> Short problem 1
Copy the listing verbatim from its first line up to and including the line with "285,204 -> 446,345".

Re: PostgreSQL's handling of fsync() errors is unsafe and risks data loss at least on XFS

From: Bruce Momjian <bruce(at)momjian(dot)us>
To: Thomas Munro <thomas(dot)munro(at)enterprisedb(dot)com>
Cc: Craig Ringer <craig(at)2ndquadrant(dot)com>, Andrew Gierth <andrew(at)tao11(dot)riddles(dot)org(dot)uk>, Robert Haas <robertmhaas(at)gmail(dot)com>, Anthony Iliopoulos <ailiop(at)altatus(dot)com>, Andres Freund <andres(at)anarazel(dot)de>, Tom Lane <tgl(at)sss(dot)pgh(dot)pa(dot)us>, Catalin Iacob <iacobcatalin(at)gmail(dot)com>, PostgreSQL Hackers <pgsql-hackers(at)postgresql(dot)org>
Subject: Re: PostgreSQL's handling of fsync() errors is unsafe and risks data loss at least on XFS
Date: 2018-04-08 02:33:37
Message-ID: 20180408023337.GA21781@momjian.us
Views: Raw Message | Whole Thread | Download mbox | Resend email
Thread:
Lists: pgsql-hackers

On Sun, Apr 8, 2018 at 02:16:07PM +1200, Thomas Munro wrote:
> So, what can we actually do about this new Linux behaviour?
>
> Idea 1:
>
> * whenever you open a file, either tell the checkpointer so it can
> open it too (and wait for it to tell you that it has done so, because
> it's not safe to write() until then), or send it a copy of the file
> descriptor via IPC (since duplicated file descriptors share the same
> f_wb_err)

> Stored data
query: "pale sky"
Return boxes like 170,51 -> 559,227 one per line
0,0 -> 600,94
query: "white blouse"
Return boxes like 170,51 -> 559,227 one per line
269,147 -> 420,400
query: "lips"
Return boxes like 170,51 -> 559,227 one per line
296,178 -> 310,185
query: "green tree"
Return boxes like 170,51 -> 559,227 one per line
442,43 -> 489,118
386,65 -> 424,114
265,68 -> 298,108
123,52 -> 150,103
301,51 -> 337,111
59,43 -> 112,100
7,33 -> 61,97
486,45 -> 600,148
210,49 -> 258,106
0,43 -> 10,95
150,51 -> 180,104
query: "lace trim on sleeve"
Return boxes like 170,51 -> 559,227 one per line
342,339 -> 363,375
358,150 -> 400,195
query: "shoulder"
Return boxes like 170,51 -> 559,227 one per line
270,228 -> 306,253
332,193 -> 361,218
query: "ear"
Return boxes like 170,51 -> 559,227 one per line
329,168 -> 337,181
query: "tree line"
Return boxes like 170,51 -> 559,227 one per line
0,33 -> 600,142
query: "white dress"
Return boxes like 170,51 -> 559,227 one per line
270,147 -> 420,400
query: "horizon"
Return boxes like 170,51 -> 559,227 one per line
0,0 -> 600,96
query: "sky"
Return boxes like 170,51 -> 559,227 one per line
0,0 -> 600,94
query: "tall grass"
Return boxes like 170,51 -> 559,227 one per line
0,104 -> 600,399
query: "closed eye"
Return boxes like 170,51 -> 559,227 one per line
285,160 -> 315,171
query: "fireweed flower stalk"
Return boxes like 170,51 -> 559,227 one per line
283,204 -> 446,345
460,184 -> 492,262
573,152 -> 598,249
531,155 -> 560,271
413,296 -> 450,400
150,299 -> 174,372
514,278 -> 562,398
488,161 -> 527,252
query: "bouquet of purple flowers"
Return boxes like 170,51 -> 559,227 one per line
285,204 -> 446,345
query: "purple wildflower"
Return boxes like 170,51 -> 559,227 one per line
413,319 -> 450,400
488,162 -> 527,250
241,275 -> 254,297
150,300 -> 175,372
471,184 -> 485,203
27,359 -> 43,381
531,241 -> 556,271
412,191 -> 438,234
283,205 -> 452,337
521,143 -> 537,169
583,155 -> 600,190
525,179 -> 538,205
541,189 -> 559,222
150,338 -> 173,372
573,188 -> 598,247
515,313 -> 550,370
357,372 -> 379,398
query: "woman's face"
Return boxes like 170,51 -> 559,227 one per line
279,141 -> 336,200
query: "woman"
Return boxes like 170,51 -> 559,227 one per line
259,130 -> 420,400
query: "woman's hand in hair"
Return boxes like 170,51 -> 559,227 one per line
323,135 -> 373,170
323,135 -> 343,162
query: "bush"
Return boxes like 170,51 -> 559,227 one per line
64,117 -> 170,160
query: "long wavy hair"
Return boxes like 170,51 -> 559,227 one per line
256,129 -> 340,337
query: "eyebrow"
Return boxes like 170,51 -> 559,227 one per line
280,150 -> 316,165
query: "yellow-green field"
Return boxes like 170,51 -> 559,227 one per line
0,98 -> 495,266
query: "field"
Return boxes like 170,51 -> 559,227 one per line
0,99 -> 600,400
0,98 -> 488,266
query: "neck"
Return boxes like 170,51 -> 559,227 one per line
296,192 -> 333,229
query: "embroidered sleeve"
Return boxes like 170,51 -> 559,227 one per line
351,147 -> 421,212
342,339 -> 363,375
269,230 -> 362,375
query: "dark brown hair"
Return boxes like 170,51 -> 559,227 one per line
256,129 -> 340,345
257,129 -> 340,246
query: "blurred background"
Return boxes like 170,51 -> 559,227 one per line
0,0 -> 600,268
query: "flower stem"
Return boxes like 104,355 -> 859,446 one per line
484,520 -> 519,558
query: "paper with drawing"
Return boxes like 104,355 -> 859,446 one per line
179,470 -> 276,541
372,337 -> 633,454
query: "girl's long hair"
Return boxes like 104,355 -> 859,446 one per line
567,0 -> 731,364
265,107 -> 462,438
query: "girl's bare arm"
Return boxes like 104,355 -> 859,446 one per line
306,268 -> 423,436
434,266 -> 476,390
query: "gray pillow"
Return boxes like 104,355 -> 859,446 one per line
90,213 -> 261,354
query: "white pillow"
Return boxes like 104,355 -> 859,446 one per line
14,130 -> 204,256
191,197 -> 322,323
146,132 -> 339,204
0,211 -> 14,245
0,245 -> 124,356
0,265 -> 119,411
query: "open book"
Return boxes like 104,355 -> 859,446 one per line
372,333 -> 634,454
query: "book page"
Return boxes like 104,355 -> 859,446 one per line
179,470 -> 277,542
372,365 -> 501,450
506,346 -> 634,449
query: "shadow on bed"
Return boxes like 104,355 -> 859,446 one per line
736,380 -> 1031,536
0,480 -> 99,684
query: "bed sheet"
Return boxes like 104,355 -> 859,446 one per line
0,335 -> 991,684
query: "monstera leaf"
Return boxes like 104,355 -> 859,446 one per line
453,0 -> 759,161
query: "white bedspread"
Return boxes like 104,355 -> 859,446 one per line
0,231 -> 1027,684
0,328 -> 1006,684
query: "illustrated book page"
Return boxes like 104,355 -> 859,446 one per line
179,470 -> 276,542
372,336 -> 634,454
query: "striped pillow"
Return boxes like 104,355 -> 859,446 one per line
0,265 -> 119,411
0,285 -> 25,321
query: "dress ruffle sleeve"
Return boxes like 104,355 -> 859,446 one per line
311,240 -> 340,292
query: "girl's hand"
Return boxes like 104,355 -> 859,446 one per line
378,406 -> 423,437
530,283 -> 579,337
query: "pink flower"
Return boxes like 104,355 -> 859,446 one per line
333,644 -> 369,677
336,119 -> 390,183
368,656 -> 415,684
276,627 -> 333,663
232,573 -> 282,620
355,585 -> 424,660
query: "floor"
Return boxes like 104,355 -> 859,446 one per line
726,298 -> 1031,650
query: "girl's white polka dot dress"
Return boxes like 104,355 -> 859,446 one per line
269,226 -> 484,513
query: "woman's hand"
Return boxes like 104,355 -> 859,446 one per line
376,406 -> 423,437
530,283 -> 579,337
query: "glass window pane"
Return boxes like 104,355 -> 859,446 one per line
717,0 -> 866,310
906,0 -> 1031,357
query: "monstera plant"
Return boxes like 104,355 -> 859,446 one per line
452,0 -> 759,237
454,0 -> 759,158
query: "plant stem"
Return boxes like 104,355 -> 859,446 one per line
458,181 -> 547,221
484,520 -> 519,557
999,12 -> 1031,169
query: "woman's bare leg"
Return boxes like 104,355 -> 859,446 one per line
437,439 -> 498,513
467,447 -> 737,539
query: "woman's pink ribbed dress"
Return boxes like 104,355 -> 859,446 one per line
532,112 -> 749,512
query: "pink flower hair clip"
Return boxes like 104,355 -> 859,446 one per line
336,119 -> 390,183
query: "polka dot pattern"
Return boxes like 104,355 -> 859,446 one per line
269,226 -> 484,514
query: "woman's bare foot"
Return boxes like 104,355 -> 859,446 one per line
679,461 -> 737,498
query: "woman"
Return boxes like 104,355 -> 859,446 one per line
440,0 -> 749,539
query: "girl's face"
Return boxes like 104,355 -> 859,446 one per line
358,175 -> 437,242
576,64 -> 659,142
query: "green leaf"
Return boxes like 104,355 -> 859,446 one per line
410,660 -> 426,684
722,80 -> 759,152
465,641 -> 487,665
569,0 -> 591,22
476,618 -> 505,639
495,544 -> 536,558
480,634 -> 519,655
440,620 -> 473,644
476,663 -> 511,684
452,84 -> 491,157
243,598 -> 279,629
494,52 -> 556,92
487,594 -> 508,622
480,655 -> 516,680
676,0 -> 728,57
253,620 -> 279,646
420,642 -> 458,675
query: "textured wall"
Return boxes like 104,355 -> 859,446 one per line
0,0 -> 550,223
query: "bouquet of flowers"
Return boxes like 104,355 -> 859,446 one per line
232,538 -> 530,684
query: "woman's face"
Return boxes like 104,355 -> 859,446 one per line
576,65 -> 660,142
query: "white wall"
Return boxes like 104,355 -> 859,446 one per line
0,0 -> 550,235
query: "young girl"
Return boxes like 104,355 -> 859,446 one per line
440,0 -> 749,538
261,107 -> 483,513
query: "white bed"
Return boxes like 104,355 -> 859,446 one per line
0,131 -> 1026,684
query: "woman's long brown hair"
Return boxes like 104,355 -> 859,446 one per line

> Short problem 2
Extend the mailing-list message on PostgreSQL's fsync() error handling, picking up from its final line.

> Task result 1
query: "pale sky"
Return boxes like 170,51 -> 559,227 one per line
0,0 -> 600,94
query: "white blouse"
Return boxes like 170,51 -> 559,227 one per line
269,147 -> 420,400
query: "lips"
Return boxes like 170,51 -> 559,227 one per line
296,178 -> 310,185
query: "green tree"
Return boxes like 170,51 -> 559,227 one per line
442,43 -> 489,118
386,65 -> 424,114
265,68 -> 298,108
123,52 -> 150,103
301,51 -> 337,111
59,43 -> 112,100
7,33 -> 61,97
486,45 -> 600,148
210,49 -> 258,106
0,43 -> 10,95
150,51 -> 180,104
query: "lace trim on sleeve"
Return boxes like 170,51 -> 559,227 one per line
342,339 -> 363,375
358,150 -> 400,195
query: "shoulder"
Return boxes like 170,51 -> 559,227 one per line
270,228 -> 306,253
332,193 -> 361,218
query: "ear"
Return boxes like 170,51 -> 559,227 one per line
329,168 -> 337,181
query: "tree line"
Return boxes like 170,51 -> 559,227 one per line
0,33 -> 600,142
query: "white dress"
Return boxes like 170,51 -> 559,227 one per line
270,147 -> 420,400
query: "horizon"
Return boxes like 170,51 -> 559,227 one per line
0,0 -> 600,96
query: "sky"
Return boxes like 170,51 -> 559,227 one per line
0,0 -> 600,94
query: "tall grass"
Return boxes like 170,51 -> 559,227 one per line
0,104 -> 600,399
query: "closed eye"
Return boxes like 170,51 -> 559,227 one per line
285,160 -> 315,171
query: "fireweed flower stalk"
Return boxes like 170,51 -> 559,227 one per line
283,204 -> 446,345
460,184 -> 492,262
573,152 -> 598,249
531,155 -> 560,271
413,296 -> 450,400
150,299 -> 174,372
514,278 -> 562,398
488,161 -> 527,252
query: "bouquet of purple flowers"
Return boxes like 170,51 -> 559,227 one per line
285,204 -> 446,345

> Task result 2
>
> * if the checkpointer can't take any more file descriptors (how would
> that limit even work in the IPC case?), then it somehow needs to tell
> you that so that you know that you're responsible for fsyncing that
> file yourself, both on close (due to fd cache recycling) and also when
> the checkpointer tells you to
>
> Maybe it could be made to work, but sheesh, that seems horrible. Is
> there some simpler idea along these lines that could make sure that
> fsync() is only ever called on file descriptors that were opened
> before all unflushed writes, or file descriptors cloned from such file
> descriptors?
>
> Idea 2:
>
> Give up, complain that this implementation is defective and
> unworkable, both on POSIX-compliance grounds and on POLA grounds, and
> campaign to get it fixed more fundamentally (actual details left to
> the experts, no point in speculating here, but we've seen a few
> approaches that work on other operating systems including keeping
> buffers dirty and marking the whole filesystem broken/read-only).
>
> Idea 3:
>
> Give up on buffered IO and develop an O_SYNC | O_DIRECT based system ASAP.

Idea 4 would be for people to assume their database is corrupt if their
server logs report any I/O error on the file systems Postgres uses.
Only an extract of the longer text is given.